◆ **Text block**
Bridging an incomplete empirical claim with belief for the sake of undercutting a belief in God seems to run contrary to a great atheistic argument.
The above discussion did not "undercut a belief in God." It simply reduced the validity of one of the bits of evidence that theists have used to claim God is real i.e. that there could not be any life without God.
This approach by theists - "God of the gaps" - is surely valid, but is also doomed to failure in the long term in most instances, since it relies upon science not advancing. It also makes for a pretty precarious position.
"God makes the Sun rise and set!" - Nope. Turns out we orbit around the Sun, and spin at the same time.
"This most beautiful System of the Sun, Planets, and Comets, could only proceed from the counsel and dominion of an intelligent and powerful Being.' - Nope. Turns out that plain ol' physical laws regulate that.
"God made man; he didn't come from monkeys!" - Nope. We know exactly how much DNA we share with our most recent common ancestors, who begat both humanity and chimpanzees.
"I'll tell you why [religion] is not a scam. In my opinion, all right? Tide goes in, tide goes out. Never a miscommunication.
You can't explain that. You can't explain why the tide goes in" - Nope. (Bill O'Reilly actually said this.)

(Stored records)
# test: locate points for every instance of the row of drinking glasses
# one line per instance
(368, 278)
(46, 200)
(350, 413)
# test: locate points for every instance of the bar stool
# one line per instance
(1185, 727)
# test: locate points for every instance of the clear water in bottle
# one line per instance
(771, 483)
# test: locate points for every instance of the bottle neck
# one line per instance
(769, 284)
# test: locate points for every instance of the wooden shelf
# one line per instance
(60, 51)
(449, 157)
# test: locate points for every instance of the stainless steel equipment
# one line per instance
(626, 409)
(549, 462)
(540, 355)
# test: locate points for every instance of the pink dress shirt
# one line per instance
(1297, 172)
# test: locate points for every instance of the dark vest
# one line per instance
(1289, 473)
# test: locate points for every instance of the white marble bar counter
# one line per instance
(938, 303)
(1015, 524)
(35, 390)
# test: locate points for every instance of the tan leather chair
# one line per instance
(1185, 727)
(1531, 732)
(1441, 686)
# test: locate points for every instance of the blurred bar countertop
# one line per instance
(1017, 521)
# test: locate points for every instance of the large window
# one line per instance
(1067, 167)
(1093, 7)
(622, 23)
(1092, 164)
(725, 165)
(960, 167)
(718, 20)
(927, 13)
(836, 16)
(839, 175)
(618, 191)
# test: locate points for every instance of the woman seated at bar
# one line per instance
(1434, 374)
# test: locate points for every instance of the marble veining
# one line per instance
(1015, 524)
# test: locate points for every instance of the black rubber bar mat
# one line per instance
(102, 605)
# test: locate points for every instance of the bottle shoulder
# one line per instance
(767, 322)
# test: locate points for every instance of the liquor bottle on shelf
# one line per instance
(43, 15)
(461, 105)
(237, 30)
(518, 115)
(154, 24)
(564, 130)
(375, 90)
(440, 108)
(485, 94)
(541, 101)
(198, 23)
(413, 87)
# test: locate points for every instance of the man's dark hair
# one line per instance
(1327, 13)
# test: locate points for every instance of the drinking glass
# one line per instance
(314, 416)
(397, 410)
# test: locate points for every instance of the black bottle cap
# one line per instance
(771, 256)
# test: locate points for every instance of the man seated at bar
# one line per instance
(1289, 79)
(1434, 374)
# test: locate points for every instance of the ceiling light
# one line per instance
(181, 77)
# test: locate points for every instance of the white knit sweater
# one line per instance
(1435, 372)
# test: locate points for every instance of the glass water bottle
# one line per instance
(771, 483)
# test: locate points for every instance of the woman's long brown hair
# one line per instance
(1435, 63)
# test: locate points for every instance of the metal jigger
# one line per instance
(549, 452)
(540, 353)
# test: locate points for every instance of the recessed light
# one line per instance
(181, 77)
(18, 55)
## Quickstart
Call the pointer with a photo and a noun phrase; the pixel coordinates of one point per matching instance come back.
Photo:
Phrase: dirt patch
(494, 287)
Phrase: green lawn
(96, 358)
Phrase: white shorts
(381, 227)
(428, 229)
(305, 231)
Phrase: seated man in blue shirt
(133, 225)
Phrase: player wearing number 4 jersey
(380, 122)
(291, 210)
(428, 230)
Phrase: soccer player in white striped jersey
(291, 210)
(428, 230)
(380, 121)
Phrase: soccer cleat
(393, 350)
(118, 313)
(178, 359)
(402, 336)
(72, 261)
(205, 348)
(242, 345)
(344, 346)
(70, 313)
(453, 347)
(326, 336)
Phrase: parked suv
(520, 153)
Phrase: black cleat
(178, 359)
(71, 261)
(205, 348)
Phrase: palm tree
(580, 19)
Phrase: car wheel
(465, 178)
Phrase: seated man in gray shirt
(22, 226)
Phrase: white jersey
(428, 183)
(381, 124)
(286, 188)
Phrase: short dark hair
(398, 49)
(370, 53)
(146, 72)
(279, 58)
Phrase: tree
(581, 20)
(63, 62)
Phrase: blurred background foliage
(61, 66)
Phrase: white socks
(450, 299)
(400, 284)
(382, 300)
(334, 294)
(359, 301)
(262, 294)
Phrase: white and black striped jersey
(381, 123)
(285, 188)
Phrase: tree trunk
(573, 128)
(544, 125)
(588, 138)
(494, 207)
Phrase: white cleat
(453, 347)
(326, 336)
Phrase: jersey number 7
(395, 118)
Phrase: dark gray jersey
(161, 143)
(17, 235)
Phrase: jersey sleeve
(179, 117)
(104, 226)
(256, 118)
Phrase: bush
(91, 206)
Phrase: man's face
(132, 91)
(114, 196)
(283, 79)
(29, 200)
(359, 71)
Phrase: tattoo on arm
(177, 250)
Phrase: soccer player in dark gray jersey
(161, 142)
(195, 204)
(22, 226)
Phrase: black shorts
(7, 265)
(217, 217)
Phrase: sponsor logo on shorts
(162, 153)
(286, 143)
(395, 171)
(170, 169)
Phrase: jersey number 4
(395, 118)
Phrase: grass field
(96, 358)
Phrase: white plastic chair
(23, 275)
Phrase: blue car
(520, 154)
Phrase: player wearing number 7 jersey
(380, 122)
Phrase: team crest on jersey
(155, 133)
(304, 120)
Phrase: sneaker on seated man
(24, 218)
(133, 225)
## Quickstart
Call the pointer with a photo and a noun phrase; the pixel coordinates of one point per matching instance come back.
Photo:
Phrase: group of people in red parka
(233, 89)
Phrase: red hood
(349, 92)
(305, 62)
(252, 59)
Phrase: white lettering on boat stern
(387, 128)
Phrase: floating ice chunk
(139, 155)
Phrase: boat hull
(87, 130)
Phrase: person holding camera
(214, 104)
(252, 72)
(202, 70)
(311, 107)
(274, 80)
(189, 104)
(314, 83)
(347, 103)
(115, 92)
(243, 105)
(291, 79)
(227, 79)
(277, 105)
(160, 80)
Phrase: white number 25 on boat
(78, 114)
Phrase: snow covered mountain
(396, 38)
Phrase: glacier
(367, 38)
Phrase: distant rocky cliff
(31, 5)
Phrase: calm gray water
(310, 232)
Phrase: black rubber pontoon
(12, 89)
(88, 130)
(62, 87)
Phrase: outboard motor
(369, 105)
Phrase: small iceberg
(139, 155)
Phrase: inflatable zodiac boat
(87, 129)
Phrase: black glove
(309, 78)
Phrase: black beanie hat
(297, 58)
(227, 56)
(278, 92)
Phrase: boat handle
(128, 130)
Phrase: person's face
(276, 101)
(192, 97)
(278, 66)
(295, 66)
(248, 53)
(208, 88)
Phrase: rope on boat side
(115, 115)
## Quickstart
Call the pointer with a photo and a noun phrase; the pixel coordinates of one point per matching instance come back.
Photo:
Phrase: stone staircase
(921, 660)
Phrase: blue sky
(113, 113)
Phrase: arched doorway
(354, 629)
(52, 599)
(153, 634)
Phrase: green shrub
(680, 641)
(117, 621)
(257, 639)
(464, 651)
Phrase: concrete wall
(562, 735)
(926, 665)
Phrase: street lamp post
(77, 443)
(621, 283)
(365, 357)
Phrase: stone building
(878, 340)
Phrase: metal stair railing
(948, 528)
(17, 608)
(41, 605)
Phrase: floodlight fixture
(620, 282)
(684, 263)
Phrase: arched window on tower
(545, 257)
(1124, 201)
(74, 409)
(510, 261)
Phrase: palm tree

◆ **Questions**
**A)** For each statement, decide whether the post on the God of the gaps supports it, answering yes or no and quoting the words of the post that settle the matter: (i) the discussion undercut a belief in God; (ii) the "God of the gaps" approach relies upon science not advancing; (iii) Bill O'Reilly actually made the remark about the tide.
**B)** List every subject on which the post on the God of the gaps quotes a claim and then answers it with "Nope."
**C)** Write a continuation of the post on the God of the gaps, picking up after its final sentence.
The records were drawn from a separate source and are unrelated to the post on the God of the gaps.

◆ **Results of the tasks**
**A)**
(i) No: "The above discussion did not "undercut a belief in God.""
(ii) Yes: "since it relies upon science not advancing"
(iii) Yes: "(Bill O'Reilly actually said this.)"

**B)**
- The Sun rising and setting
- The system of the Sun, planets, and comets
- The origin of man
- The tide going in and out

**C)**
"Bananas are evidence that God exists" - Nope. (Ray Comfort) Turns out natural bananas are almost inedible.
"There were no complex molecules on the Earth before we existed - God must have made them!" - Nope.
What some other theists had to say about this approach:
Dietrich Bonhoeffer - "How wrong it is to use God as a stop-gap for the incompleteness of our knowledge. If in fact the frontiers of knowledge are being pushed further and further back (and that is bound to be the case), then God is being pushed back with them, and is therefore continually in retreat. We are to find God in what we know, not in what we don't know.
Charles Alfred Coulson - "There is no 'God of the gaps' to take over at those strategic places where science fails; and the reason is that gaps of this sort have the unpreventable habit of shrinking."